## Stated exercise
In the article about the missing Limerick men, what website did Fr Aquinas Duffy found?

— begin Passage shown —

Clockwise from top left: Tony Brosnan, Des Walsh, Matthew Carroll, Gussie Shanahan and Dennis Walsh (centre)
THEY are the “faces frozen in time”. Someone’s son, brother, husband, friend.
For nearly two decades eight Limerick families have suffered the torture of not knowing what ever became of their loved ones, who disappeared without trace around the turn of the new millennium.
But they have not given up their fight to seek answers, find closure or their hope to lay their loves ones to rest, if their remains are found.
Saturday last marked the 17th anniversary of the disappearance of Aengus 'Gussie’ Shanahan, who was one of three Dell workers in Limerick, who mysteriously vanished between 1998 and 2000, along with Des Walsh, and Martin Carroll.
His first cousin, Fr Aquinas Duffy, who serves in Cabinteely in Dublin, has pleaded for anyone to help the Shanahan family and bring their “nightmare” to an end.
Fr Duffy, the founder of Ireland's first missing persons website, missing.ie, which counts nearly 100 missing Irish people currently, said that the photos of the missing on the site are of “faces frozen in time.”
“Gussie is still 20 years of age in that picture, and there is something very unreal about the whole thing. You have all these people frozen in time, because in a sense time stops for the families,” he told the Limerick Leader.
“I am absolutely convinced there are people, particularly in Limerick, who have information in relation to Gussie's disappearance. I cannot understand why people continue to remain silent, because for every second of silence it prolongs the nightmare.
“I would again appeal to people, not just who have direct information, but their friends as well who may know something about what happened. I would ask them at this very late stage to come forward. I just beg them please to come forward,” he said.
He said the anniversary of Gussie's disappearance and his birthday on January 23 are the two critical and difficult dates for the family.
“There's a terrible frustration after all these years not to be any the wiser,” he said.

— end Passage shown —
— begin Recorded information —

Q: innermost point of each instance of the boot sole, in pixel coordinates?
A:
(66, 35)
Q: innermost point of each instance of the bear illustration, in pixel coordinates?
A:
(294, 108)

— end Recorded information —

## Result of the task
He founded missing.ie, Ireland's first missing persons website.